### AIM OF THE EXERCISE
Rewrite the records below with "thickest part" switched to "widest part" everywhere it occurs, leaving everything else unchanged.

### GIVEN DATA
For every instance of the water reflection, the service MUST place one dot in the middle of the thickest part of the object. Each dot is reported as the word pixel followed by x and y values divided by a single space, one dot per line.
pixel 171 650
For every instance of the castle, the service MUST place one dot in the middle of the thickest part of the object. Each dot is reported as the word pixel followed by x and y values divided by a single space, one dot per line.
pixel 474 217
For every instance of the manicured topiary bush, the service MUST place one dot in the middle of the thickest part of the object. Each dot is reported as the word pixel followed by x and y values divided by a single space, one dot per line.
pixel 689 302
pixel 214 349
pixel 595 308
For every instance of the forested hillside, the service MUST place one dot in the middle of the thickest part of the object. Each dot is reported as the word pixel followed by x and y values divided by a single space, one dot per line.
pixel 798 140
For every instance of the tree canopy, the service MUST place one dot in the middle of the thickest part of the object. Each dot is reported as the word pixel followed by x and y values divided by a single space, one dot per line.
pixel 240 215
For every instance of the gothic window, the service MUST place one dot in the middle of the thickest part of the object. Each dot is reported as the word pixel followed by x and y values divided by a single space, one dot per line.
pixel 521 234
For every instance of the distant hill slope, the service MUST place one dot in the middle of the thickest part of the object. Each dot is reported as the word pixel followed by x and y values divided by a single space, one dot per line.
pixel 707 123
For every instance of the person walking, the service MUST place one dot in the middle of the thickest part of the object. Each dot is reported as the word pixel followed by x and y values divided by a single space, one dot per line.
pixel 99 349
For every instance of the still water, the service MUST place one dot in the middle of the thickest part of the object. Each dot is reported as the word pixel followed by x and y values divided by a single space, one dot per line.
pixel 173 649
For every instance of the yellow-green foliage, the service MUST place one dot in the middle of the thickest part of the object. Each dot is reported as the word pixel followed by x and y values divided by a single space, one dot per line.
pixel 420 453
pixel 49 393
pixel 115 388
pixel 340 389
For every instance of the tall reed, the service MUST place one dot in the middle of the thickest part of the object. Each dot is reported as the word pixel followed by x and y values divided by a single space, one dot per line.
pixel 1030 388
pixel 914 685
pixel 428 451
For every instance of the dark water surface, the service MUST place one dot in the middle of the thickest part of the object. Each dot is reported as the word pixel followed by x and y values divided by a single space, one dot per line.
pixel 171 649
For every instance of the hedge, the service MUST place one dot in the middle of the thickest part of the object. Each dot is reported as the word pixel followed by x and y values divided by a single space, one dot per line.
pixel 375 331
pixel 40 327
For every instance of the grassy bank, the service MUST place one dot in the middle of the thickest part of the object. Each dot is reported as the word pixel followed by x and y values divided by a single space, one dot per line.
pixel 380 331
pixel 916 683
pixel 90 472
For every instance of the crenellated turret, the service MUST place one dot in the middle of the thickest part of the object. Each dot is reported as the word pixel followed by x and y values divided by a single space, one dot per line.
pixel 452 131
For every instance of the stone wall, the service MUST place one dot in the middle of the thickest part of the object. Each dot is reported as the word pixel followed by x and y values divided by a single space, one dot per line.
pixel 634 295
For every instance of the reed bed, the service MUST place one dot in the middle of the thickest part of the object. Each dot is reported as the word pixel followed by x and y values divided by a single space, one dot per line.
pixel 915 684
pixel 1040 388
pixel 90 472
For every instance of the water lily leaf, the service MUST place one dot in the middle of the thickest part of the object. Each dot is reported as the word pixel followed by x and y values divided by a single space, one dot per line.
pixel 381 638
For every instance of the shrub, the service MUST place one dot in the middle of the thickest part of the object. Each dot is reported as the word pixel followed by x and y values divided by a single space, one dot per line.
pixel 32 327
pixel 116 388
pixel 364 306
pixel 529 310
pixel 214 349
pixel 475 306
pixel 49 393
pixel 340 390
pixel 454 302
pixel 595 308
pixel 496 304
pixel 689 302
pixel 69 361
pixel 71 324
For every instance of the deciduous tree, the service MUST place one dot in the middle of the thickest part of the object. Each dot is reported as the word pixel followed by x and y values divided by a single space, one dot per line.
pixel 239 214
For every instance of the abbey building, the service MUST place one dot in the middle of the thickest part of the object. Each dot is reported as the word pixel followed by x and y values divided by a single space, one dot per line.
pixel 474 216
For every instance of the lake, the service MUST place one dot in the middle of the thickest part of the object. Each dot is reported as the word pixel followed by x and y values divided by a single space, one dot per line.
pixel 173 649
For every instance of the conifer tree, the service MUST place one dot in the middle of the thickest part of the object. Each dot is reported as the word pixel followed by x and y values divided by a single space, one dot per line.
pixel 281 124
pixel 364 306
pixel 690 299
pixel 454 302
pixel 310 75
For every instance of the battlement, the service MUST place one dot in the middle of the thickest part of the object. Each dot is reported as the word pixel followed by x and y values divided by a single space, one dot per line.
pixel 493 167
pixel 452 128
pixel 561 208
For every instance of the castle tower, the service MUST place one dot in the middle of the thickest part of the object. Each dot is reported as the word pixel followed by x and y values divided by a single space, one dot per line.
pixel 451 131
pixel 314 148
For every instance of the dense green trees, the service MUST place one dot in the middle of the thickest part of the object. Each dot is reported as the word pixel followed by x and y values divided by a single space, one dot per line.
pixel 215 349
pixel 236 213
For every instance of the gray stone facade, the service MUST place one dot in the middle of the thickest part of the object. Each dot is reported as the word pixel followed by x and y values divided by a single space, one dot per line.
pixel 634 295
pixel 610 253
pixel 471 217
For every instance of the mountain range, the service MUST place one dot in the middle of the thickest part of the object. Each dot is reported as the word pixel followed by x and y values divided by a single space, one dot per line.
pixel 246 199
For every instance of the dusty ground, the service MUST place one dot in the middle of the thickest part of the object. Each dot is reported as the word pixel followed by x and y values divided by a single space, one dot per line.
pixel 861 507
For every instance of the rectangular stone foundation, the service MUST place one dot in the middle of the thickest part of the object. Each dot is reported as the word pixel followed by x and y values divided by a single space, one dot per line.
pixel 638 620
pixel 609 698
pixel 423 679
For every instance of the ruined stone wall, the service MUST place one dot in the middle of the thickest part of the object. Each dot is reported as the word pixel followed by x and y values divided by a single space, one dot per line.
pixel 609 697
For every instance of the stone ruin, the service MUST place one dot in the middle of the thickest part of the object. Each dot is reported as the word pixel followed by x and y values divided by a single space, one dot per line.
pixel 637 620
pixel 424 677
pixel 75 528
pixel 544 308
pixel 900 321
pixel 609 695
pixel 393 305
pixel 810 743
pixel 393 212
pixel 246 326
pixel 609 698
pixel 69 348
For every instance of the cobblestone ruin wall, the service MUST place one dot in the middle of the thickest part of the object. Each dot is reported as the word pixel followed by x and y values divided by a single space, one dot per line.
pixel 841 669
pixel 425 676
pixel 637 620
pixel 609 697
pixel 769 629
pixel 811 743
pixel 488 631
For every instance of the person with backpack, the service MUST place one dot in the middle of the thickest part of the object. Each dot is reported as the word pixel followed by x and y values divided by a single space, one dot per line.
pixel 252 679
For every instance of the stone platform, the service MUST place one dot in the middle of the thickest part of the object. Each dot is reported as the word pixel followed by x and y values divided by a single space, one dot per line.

### OUTPUT FOR THIS TASK
For every instance of the water reflection, the service MUST place one dot in the middle of the widest part of the object. Each dot is reported as the word pixel followed by x and y values divided by a single space, one dot per line.
pixel 171 650
For every instance of the castle, the service MUST place one dot in the middle of the widest part of the object. Each dot is reported as the word pixel followed by x and y values divided by a single space, one dot per line.
pixel 474 217
For every instance of the manicured topiary bush, the service MUST place one dot in the middle of the widest part of the object. Each dot is reported as the word pixel followed by x and y values divided by a single space, one dot per line.
pixel 689 302
pixel 214 349
pixel 595 308
For every instance of the forested hillside, the service MUST place one dot in the middle of the widest part of the object. Each dot is reported as the word pixel followed by x and y values divided by a single space, one dot per line.
pixel 798 140
For every instance of the tree canopy, the service MUST place one dot in the middle of the widest part of the object. Each dot is reported as the word pixel followed by x and y values divided by a single space, one dot per line.
pixel 240 215
For every instance of the gothic window, the service MUST place one dot in the middle of the widest part of the object. Each dot is reported as the word pixel followed by x and y values divided by a single space, one dot per line.
pixel 521 234
For every instance of the distant hill slope, the service MUST place one dot in the middle of the widest part of the object. Each dot is reported as the word pixel followed by x and y values divided by a single space, one dot per line.
pixel 707 123
For every instance of the person walking, the service MUST place one dot in the middle of the widest part of the object. Each dot is reported as the word pixel followed by x and y values divided by a single space, one dot per line.
pixel 99 349
For every instance of the still water, the service MUST place one dot in the middle of the widest part of the object. Each dot is reported as the word pixel followed by x and y values divided by a single space, one dot per line.
pixel 173 649
For every instance of the yellow-green foliage, the service MUST place one dot in the middle of the widest part of the object. Each dot is reported as the word pixel followed by x and y values divided by a single space, one dot per line.
pixel 420 453
pixel 49 393
pixel 115 388
pixel 340 389
For every instance of the tall reed, the service MUST place one dot in the middle of the widest part of the object. Each dot is reported as the word pixel followed by x and y values divided by a single space, one dot per line.
pixel 1030 388
pixel 914 685
pixel 428 451
For every instance of the dark water surface, the service MUST place one dot in the middle of the widest part of the object. Each dot is reported as the word pixel followed by x and y values divided by a single space, one dot per line.
pixel 171 649
For every instance of the hedge, the service MUST place one dot in the middle of the widest part of the object. Each dot is reported as the word pixel followed by x and y values divided by a single space, one dot per line.
pixel 375 331
pixel 40 327
For every instance of the grassy bank, the service MUST place one dot in the middle of the widest part of the object. Each dot is reported as the word pixel followed by x and y values divided by a single space, one dot per line.
pixel 380 331
pixel 916 683
pixel 90 472
For every instance of the crenellated turret, the service MUST place one dot in the middle of the widest part of the object. Each dot is reported as the word pixel followed by x and y values divided by a single space, one dot per line.
pixel 452 131
For every instance of the stone wall, the service MUST place one dot in the middle of the widest part of the object. Each dot is reported as the word pixel followed by x and y values divided by a single space, one dot per line.
pixel 634 295
For every instance of the reed bed, the service MUST place one dot in the middle of the widest part of the object. Each dot is reported as the word pixel followed by x and y values divided by a single space, one dot per line.
pixel 915 684
pixel 1040 388
pixel 90 472
For every instance of the water lily leaf, the service MUST place one dot in the middle of the widest part of the object. Each dot is reported as the word pixel followed by x and y values divided by a single space, one dot per line.
pixel 381 638
For every instance of the shrub, the service MUST place one dot in the middle of the widest part of the object. Each dot is reported as the word pixel followed by x and y values divided by a single space, one dot per line.
pixel 32 327
pixel 116 388
pixel 364 306
pixel 529 310
pixel 214 349
pixel 475 306
pixel 49 393
pixel 340 390
pixel 454 302
pixel 595 308
pixel 496 304
pixel 689 302
pixel 69 361
pixel 71 324
For every instance of the deciduous tree, the service MUST place one dot in the middle of the widest part of the object. Each dot is reported as the word pixel followed by x and y values divided by a single space, one dot per line.
pixel 239 214
For every instance of the abbey building, the service MUST place one dot in the middle of the widest part of the object. Each dot is reported as the word pixel followed by x and y values divided by a single space, one dot per line.
pixel 474 216
For every instance of the lake, the service MUST place one dot in the middle of the widest part of the object. Each dot is reported as the word pixel followed by x and y values divided by a single space, one dot per line.
pixel 173 649
For every instance of the conifer tree, the service MUST place one dot in the middle of the widest part of the object. Each dot is reported as the word pixel followed by x and y values divided by a single space, one dot per line.
pixel 281 124
pixel 364 306
pixel 690 299
pixel 454 302
pixel 310 75
For every instance of the battlement, the service MUST place one dot in the middle of the widest part of the object. Each dot is reported as the word pixel followed by x and y values divided by a single space, one dot per line.
pixel 493 167
pixel 452 128
pixel 561 208
For every instance of the castle tower, the service MUST place one dot in the middle of the widest part of the object. Each dot is reported as the word pixel followed by x and y values divided by a single space, one dot per line.
pixel 451 131
pixel 314 148
For every instance of the dense green trees, the service MUST place one dot in the middle of the widest part of the object. Each dot is reported as the word pixel followed by x and y values divided by a single space, one dot per line.
pixel 215 349
pixel 236 213
For every instance of the gray stone facade, the service MUST place one dot in the middle of the widest part of the object. Each dot is reported as the word pixel followed by x and y values divided by a single space, one dot per line.
pixel 634 295
pixel 610 253
pixel 471 217
For every instance of the mountain range, the service MUST place one dot in the middle of the widest part of the object. Each dot is reported as the word pixel followed by x and y values divided by a single space, one dot per line.
pixel 246 199
For every instance of the dusty ground, the service MUST place one dot in the middle of the widest part of the object. Each dot is reported as the word pixel followed by x and y values divided by a single space, one dot per line.
pixel 861 507
For every instance of the rectangular stone foundation, the service MUST place one dot in the middle of the widest part of the object. Each dot is reported as the word pixel followed by x and y values divided by a single space, one dot per line.
pixel 638 620
pixel 609 698
pixel 423 679
For every instance of the ruined stone wall, the service MUST place one dot in the middle of the widest part of the object. Each dot is reported as the word pixel followed by x and y values divided by a single space, one dot per line.
pixel 609 697
For every instance of the stone ruin, the service MUST place one dot in the middle of the widest part of the object. Each dot is reported as the word pixel followed by x and y values divided by a single space, one dot per line.
pixel 637 620
pixel 424 677
pixel 75 528
pixel 544 308
pixel 900 321
pixel 609 695
pixel 393 305
pixel 810 743
pixel 393 212
pixel 246 326
pixel 609 698
pixel 69 348
For every instance of the cobblestone ruin wall, the service MUST place one dot in the middle of the widest part of the object. Each dot is reported as the word pixel followed by x and y values divided by a single space, one dot per line.
pixel 841 669
pixel 425 676
pixel 637 620
pixel 609 697
pixel 769 629
pixel 811 743
pixel 488 631
For every instance of the person with backpack, the service MUST place one dot in the middle of the widest part of the object. Each dot is reported as the word pixel followed by x and y values divided by a single space, one dot per line.
pixel 252 679
For every instance of the stone platform, the service MUST place one dot in the middle of the widest part of the object. Each dot is reported as the word pixel followed by x and y values divided by a single space, one dot per line.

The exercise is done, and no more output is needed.